WORK INSTRUCTIONS => Put the records below, from their start through the line containing "[322,387,337,462]", into a Markdown table with the columns Row and Line, giving each nonblank line its own row number and leaving out blank lines and pictures.

Box annotations for photos:

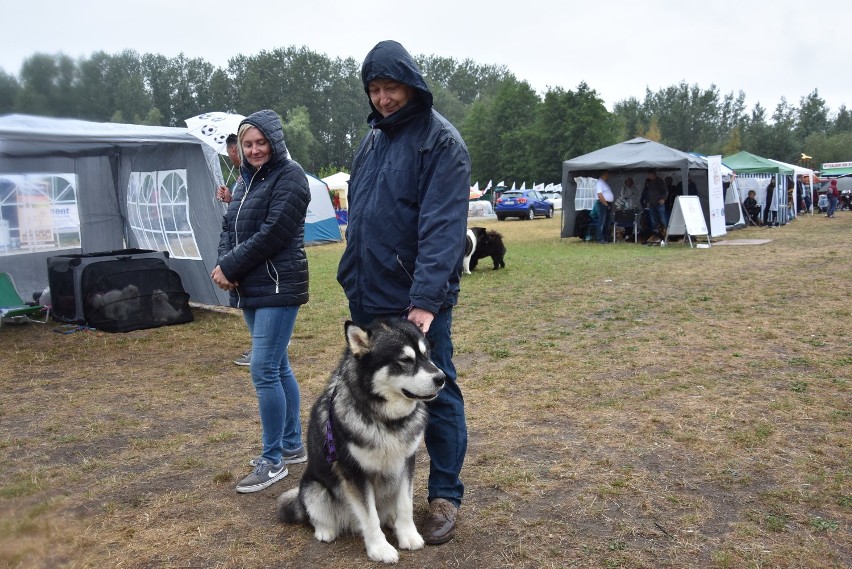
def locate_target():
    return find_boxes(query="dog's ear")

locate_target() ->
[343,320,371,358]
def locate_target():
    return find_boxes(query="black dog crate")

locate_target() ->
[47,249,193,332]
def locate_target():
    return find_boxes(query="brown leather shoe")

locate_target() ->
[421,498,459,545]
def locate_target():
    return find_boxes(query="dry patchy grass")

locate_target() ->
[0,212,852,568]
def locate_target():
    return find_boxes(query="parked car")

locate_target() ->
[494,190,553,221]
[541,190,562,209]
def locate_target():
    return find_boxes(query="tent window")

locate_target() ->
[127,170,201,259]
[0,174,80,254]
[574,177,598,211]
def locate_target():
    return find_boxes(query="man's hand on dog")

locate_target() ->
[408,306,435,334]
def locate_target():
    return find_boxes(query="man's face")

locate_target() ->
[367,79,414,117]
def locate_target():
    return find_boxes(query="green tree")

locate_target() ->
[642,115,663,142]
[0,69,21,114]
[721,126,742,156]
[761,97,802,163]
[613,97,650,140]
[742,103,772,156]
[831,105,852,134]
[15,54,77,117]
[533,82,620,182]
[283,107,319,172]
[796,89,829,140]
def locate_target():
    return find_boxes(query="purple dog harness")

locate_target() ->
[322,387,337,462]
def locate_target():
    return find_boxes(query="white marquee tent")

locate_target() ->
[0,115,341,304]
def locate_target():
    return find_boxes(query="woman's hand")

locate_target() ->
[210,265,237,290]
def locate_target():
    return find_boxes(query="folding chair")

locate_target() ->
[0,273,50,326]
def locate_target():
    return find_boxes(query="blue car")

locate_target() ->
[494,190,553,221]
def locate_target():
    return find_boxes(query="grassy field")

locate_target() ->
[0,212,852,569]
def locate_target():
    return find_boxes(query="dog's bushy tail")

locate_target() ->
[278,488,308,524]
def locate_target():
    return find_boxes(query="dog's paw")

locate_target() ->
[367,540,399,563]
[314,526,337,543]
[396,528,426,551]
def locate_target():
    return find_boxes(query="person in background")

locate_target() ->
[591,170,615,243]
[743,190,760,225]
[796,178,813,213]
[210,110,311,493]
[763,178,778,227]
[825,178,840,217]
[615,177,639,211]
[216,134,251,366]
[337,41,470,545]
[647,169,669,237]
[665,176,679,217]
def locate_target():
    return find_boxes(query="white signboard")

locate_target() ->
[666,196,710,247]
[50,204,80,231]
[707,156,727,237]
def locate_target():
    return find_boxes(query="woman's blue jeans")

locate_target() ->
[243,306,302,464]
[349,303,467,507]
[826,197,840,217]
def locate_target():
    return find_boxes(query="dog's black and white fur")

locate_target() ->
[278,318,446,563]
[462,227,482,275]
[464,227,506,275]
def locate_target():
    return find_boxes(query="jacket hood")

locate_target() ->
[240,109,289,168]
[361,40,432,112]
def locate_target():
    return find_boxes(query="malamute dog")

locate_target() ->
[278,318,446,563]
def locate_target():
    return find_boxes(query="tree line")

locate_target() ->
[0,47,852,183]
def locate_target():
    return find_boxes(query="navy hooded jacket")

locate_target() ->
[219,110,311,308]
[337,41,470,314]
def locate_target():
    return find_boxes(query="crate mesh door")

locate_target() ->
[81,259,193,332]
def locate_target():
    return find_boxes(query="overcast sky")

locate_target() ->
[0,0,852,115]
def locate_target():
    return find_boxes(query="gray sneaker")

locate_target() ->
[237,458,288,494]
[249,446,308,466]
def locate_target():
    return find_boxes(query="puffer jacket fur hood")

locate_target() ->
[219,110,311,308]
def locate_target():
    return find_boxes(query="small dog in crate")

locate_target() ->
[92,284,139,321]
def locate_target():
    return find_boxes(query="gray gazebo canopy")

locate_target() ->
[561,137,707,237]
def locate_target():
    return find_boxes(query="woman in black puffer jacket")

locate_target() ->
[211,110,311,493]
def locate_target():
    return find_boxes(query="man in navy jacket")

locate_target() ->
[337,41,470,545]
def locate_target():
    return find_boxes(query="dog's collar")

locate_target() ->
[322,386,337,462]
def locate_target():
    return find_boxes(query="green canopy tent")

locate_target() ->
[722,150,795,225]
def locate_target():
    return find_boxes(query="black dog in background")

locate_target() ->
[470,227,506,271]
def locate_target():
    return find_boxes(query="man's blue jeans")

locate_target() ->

RESULT =>
| Row | Line |
|---|---|
| 1 | def locate_target(): |
| 2 |     return find_boxes(query="dog's ear") |
| 3 | locate_target() -> |
| 4 | [343,320,371,358] |
| 5 | def locate_target(): |
| 6 |     return find_boxes(query="black dog crate") |
| 7 | locate_target() -> |
| 8 | [47,249,193,332] |
| 9 | def locate_target(): |
| 10 |     return find_boxes(query="brown leather shoe") |
| 11 | locate_target() -> |
| 12 | [421,498,459,545] |
| 13 | def locate_target(): |
| 14 |     return find_boxes(query="dry patchy grass") |
| 15 | locate_target() -> |
| 16 | [0,212,852,568] |
| 17 | def locate_target(): |
| 18 |     return find_boxes(query="parked car") |
| 19 | locate_target() -> |
| 20 | [494,190,553,221] |
| 21 | [541,190,562,209] |
| 22 | def locate_target(): |
| 23 |     return find_boxes(query="tent window") |
| 24 | locate_target() -> |
| 25 | [127,170,201,259] |
| 26 | [0,174,80,254] |
| 27 | [574,177,598,211] |
| 28 | def locate_target(): |
| 29 |     return find_boxes(query="man's hand on dog") |
| 30 | locate_target() -> |
| 31 | [408,306,435,334] |
| 32 | def locate_target(): |
| 33 |     return find_boxes(query="man's face") |
| 34 | locate_target() -> |
| 35 | [367,79,414,117] |
| 36 | def locate_target(): |
| 37 |     return find_boxes(query="green tree") |
| 38 | locate_target() -> |
| 39 | [642,115,663,142] |
| 40 | [0,69,21,114] |
| 41 | [721,126,742,156] |
| 42 | [761,97,802,163] |
| 43 | [613,97,650,140] |
| 44 | [742,103,772,156] |
| 45 | [831,105,852,134] |
| 46 | [15,54,77,117] |
| 47 | [533,82,620,182] |
| 48 | [283,107,319,172] |
| 49 | [796,89,829,140] |
| 50 | def locate_target(): |
| 51 |     return find_boxes(query="purple dog harness") |
| 52 | locate_target() -> |
| 53 | [322,387,337,462] |